(Records from a data collection)
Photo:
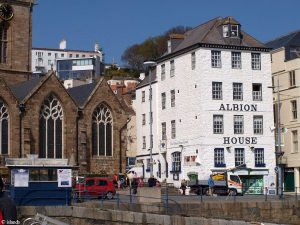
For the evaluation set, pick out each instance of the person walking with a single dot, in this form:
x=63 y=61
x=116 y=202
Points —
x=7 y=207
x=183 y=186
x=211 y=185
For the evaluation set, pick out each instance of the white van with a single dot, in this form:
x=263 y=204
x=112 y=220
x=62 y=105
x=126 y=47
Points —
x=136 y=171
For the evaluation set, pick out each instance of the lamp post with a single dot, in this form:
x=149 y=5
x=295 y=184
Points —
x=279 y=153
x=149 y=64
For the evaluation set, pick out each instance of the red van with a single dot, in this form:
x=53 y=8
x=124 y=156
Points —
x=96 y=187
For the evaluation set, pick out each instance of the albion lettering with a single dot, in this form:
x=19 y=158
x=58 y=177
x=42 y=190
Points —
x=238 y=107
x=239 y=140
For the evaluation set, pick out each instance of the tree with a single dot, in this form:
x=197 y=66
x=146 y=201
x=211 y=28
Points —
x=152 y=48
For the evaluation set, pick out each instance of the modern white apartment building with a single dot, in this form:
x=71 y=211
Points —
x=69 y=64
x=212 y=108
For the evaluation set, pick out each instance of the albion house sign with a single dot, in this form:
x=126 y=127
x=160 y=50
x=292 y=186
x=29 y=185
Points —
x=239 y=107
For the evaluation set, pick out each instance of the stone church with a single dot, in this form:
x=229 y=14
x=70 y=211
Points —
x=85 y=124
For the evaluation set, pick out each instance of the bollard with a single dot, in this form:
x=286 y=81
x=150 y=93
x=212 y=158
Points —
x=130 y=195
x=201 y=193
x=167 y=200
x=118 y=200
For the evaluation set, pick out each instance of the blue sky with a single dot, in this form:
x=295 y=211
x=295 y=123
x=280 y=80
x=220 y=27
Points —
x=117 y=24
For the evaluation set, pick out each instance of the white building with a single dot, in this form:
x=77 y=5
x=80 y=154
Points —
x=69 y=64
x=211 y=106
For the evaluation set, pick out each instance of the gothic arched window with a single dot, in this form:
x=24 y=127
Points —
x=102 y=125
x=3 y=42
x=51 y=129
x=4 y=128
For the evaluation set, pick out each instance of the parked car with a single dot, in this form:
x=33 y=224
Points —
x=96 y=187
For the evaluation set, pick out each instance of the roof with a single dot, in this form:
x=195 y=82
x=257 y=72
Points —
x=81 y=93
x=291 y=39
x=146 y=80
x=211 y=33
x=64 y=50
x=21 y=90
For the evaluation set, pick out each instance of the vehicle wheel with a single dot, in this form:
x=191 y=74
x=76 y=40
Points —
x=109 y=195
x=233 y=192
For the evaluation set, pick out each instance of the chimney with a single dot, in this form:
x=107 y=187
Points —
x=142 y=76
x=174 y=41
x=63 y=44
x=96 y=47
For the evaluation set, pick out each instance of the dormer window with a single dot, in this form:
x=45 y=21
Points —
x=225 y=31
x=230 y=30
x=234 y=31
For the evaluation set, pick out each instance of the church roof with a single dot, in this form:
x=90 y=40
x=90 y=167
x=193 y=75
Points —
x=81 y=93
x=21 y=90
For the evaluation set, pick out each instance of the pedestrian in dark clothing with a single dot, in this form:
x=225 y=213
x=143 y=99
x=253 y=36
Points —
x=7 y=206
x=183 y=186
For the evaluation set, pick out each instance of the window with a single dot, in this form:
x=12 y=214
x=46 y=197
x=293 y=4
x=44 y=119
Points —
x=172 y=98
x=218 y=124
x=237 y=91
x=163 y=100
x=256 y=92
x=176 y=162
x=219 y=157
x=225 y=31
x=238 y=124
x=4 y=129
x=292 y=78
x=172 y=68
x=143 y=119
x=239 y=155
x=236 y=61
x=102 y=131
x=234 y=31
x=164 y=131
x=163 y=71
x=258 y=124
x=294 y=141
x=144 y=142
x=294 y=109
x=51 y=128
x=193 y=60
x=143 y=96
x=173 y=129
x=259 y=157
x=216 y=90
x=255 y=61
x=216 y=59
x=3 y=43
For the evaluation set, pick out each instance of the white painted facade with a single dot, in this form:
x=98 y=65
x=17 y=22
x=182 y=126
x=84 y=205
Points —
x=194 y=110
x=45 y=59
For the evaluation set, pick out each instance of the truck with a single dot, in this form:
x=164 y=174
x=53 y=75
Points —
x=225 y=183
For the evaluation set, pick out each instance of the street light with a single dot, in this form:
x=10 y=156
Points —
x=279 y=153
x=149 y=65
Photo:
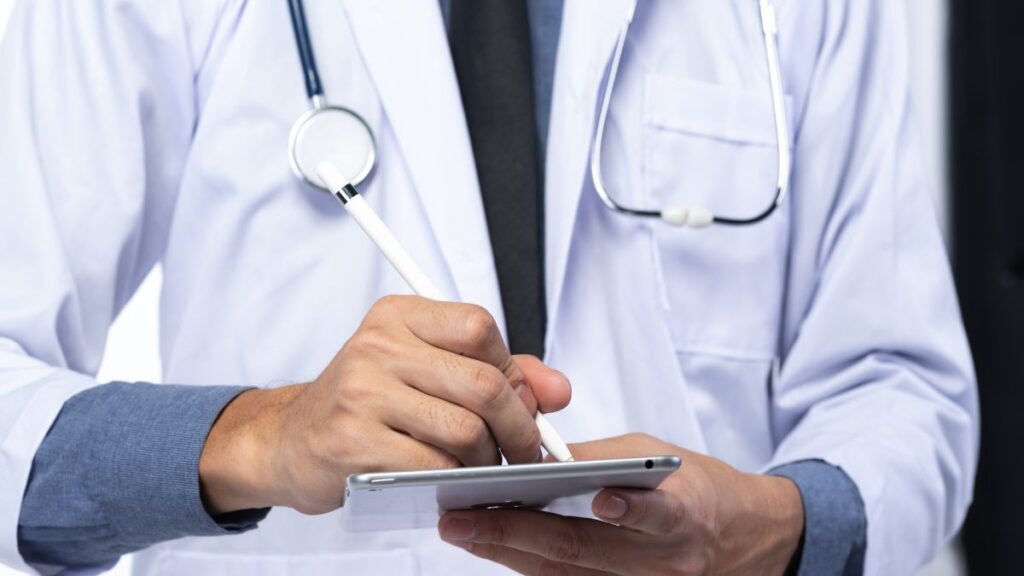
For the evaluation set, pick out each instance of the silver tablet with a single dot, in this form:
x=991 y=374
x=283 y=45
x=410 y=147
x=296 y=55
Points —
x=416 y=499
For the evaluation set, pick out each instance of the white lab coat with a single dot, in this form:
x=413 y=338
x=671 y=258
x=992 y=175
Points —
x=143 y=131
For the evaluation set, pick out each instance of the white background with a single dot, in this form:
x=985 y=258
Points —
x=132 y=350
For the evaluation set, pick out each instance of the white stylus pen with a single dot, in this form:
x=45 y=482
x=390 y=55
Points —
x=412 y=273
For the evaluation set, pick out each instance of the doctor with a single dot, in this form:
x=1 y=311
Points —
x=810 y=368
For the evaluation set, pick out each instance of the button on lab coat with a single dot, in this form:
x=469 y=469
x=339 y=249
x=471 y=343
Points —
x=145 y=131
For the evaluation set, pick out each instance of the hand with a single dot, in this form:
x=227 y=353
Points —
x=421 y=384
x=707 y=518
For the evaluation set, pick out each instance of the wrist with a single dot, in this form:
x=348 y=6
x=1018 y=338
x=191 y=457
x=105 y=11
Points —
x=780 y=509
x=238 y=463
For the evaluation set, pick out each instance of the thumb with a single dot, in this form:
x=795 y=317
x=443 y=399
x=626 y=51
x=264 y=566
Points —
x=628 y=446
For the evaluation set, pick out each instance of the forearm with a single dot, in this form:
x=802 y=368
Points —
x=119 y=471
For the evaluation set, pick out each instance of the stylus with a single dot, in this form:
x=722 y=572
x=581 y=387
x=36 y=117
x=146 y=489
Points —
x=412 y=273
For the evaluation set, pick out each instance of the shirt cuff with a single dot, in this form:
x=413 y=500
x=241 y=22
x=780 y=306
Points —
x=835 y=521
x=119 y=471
...
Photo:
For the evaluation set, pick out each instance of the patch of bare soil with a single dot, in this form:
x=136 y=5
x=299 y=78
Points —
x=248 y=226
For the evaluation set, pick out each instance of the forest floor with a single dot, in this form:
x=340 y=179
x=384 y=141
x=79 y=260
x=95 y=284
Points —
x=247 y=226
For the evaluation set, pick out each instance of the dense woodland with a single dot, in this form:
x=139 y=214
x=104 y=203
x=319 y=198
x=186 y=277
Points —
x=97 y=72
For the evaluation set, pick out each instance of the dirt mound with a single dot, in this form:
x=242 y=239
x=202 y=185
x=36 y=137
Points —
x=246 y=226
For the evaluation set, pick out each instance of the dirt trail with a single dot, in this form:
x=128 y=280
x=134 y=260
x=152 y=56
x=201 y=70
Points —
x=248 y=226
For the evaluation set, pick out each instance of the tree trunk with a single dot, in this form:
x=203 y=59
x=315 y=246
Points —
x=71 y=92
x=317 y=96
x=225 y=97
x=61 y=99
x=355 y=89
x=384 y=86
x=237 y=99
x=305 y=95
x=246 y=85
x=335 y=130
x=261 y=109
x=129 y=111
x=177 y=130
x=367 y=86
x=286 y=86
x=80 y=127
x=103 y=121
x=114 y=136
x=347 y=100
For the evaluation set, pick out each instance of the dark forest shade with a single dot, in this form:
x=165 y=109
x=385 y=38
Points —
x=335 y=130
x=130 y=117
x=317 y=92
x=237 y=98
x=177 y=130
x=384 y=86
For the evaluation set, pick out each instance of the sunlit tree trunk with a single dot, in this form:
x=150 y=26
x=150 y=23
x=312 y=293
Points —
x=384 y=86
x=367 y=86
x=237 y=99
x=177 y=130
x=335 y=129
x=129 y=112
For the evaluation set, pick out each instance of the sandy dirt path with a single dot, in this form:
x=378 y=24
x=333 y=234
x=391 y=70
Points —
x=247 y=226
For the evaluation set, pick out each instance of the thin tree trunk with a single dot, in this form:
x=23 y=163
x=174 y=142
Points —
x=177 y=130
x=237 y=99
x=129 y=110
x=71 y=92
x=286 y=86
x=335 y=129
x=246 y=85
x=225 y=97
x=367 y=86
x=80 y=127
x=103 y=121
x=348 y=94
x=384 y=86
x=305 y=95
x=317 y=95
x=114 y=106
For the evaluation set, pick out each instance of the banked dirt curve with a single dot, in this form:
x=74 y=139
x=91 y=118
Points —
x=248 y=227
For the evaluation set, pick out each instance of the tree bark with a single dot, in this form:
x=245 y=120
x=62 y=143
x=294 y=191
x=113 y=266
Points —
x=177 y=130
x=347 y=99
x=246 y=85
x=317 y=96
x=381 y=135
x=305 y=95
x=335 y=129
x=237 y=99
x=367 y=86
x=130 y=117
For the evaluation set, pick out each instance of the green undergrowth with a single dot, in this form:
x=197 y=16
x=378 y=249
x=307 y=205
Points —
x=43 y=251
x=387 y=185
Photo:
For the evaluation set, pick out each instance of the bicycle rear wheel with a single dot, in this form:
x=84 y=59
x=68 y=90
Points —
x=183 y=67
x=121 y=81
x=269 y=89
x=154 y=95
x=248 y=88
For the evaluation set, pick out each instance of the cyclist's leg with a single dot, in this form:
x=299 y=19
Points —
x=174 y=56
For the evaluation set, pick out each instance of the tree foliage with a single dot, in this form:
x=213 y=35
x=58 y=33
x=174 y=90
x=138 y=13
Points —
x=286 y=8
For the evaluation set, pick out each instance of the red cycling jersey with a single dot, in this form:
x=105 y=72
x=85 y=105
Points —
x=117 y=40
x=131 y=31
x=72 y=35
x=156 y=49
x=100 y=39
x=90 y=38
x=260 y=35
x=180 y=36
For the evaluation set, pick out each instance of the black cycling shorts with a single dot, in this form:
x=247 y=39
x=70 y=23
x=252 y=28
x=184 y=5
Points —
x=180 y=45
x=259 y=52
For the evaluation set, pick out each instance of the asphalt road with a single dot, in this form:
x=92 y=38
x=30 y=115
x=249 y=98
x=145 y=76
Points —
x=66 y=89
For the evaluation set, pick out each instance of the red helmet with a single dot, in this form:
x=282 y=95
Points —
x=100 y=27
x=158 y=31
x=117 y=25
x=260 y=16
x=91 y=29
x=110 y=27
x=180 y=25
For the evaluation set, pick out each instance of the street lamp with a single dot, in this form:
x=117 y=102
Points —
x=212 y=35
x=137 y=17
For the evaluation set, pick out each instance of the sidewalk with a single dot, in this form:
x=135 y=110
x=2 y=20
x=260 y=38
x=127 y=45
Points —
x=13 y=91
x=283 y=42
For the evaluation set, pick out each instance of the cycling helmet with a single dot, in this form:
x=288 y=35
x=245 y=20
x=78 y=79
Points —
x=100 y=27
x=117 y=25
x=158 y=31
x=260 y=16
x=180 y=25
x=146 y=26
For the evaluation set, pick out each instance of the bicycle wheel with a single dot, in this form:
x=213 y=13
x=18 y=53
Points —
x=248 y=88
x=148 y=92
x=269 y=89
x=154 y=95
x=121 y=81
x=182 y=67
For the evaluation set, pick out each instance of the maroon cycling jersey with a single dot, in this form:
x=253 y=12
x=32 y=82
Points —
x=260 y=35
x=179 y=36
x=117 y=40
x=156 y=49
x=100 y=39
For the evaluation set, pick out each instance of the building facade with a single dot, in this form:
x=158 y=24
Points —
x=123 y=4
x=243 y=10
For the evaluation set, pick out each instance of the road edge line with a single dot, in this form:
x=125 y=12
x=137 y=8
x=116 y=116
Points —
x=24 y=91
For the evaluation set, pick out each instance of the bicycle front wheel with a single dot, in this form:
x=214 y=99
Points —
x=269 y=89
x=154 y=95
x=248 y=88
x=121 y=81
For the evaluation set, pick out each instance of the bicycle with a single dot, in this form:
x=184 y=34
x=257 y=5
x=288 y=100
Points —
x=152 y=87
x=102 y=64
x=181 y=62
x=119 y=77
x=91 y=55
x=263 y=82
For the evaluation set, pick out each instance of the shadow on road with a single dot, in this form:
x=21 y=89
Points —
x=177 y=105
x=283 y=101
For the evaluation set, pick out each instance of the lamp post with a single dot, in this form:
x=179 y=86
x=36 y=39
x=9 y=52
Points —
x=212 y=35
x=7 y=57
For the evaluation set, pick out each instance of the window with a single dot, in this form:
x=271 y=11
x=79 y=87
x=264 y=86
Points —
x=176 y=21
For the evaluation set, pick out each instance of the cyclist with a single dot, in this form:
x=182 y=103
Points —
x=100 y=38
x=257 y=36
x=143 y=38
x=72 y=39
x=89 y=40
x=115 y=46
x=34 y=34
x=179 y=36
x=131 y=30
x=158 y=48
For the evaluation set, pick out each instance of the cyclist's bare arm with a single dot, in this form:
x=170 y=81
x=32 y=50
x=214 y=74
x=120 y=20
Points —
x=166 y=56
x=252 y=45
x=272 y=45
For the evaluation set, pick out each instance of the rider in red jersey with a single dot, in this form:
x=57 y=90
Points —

• [EXERCISE]: Reproduce the stretch of the listing from the line containing "For the evaluation set, pick out each instance of the dense" through the line containing "x=347 y=100", switching "dirt" to "earth" and leaving everything else unchanged.

• [OUTPUT FOR THIS EXERCISE]:
For the evaluation set, pick out each instance of the dense woodland with a single dot, in this form:
x=139 y=214
x=104 y=203
x=319 y=198
x=186 y=277
Points —
x=97 y=72
For the evaluation set, pick out each instance of the earth mound with a single dot, in this form:
x=242 y=239
x=202 y=185
x=36 y=137
Points —
x=246 y=226
For the evaluation set, pick out each instance of the earth trail with a single dot, in this form:
x=128 y=280
x=134 y=260
x=152 y=56
x=201 y=70
Points —
x=248 y=226
For the evaluation set, pick out each instance of the tree trunk with a single dot, in this form:
x=203 y=59
x=315 y=246
Points —
x=71 y=92
x=317 y=96
x=225 y=97
x=61 y=99
x=355 y=89
x=384 y=86
x=237 y=99
x=305 y=95
x=246 y=85
x=335 y=130
x=261 y=109
x=129 y=111
x=177 y=130
x=367 y=86
x=286 y=86
x=80 y=127
x=103 y=121
x=114 y=136
x=347 y=100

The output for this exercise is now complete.